**SET EXERCISE:** Your task is to repeat the lines below exactly, excluding any pictures they contain.

==========

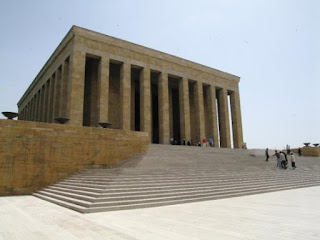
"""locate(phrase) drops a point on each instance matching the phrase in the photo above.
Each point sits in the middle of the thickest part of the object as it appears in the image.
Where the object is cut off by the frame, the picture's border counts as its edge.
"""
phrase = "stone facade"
(34, 154)
(92, 78)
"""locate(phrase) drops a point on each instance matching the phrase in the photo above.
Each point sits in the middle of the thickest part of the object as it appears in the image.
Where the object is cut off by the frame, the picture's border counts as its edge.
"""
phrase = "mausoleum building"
(93, 78)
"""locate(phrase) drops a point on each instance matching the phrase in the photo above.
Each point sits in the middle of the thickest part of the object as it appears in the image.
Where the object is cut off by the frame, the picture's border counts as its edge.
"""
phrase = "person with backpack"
(278, 158)
(293, 160)
(267, 155)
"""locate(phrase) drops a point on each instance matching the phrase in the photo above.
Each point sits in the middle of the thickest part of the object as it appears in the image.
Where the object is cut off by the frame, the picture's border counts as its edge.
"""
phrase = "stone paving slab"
(291, 214)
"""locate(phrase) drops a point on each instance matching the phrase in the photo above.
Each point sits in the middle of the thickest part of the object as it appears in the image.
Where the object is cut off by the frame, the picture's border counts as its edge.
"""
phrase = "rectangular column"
(46, 101)
(75, 87)
(50, 99)
(163, 101)
(212, 111)
(199, 110)
(64, 85)
(57, 92)
(125, 99)
(132, 110)
(236, 119)
(145, 101)
(224, 125)
(41, 103)
(103, 90)
(38, 118)
(170, 113)
(184, 106)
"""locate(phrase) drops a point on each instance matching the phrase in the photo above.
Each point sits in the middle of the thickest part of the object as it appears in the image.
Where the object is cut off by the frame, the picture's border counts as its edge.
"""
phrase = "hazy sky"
(273, 45)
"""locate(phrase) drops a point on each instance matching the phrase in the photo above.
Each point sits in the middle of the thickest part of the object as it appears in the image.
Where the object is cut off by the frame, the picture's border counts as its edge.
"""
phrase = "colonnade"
(92, 89)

==========

**OUTPUT BELOW:**
"""locate(phrase) drops a point on each instance matching the phrase in the photo above.
Each point sits in the middle of the thickest part of the object as it appears in the image.
Where the object is cut off by the frame, the picture's border counts as its edge.
"""
phrase = "stone facade"
(34, 154)
(92, 78)
"""locate(phrase) drops a point on each instance matching the phrase in the photo above.
Each point sits in the middle of the thickest part of the object as it appears in the image.
Where the object is cut off by the frame, the picture's border counts as its edge.
"""
phrase = "mausoleum building"
(93, 78)
"""locate(phrase) drops a point on each instance matching the phrase in the photo above.
Each point sits in the middle of the thickest part of the object as it appears in the image.
Where the object is cut off by the frame, the picture's border counts as its edge.
"""
phrase = "person with backpack"
(278, 158)
(293, 160)
(267, 155)
"""locate(phrase) drops a point on each instance matching the phrase in the photo above.
Each point sits in the middle of the thickest part of the object as it appears in the image.
Where the object is cut off by the frame, the picture's border counts as its edge.
"""
phrase = "stone paving slab"
(291, 214)
"""locate(phrase) drops a point on each instance matching the phrase in the photo above.
Each point sits in the middle of the thickest part of the object as it appears in the image.
Where the object is cut off by the frame, the picture's border counts as its edge.
"""
phrase = "rectangular column"
(46, 101)
(75, 87)
(50, 99)
(163, 101)
(212, 111)
(199, 110)
(64, 85)
(57, 92)
(125, 99)
(132, 110)
(236, 119)
(145, 101)
(224, 125)
(41, 103)
(103, 90)
(38, 118)
(170, 113)
(184, 106)
"""locate(phrase) drops a point on each instance matching the phrase in the photo above.
Each point sits in the middle of the thickest part of the object as it appears in the image.
Where the object is cut off by the frame, the picture's border counts as its edge.
"""
phrase = "hazy sky"
(273, 45)
"""locate(phrase) drops a point on each instance matching the phrase in the photo above.
Each point sits in the middle of the thickest part of the object as it appears in the image.
Where the object is cut off by the frame, the picture's border counts as its edge.
"""
phrase = "colonnade"
(92, 89)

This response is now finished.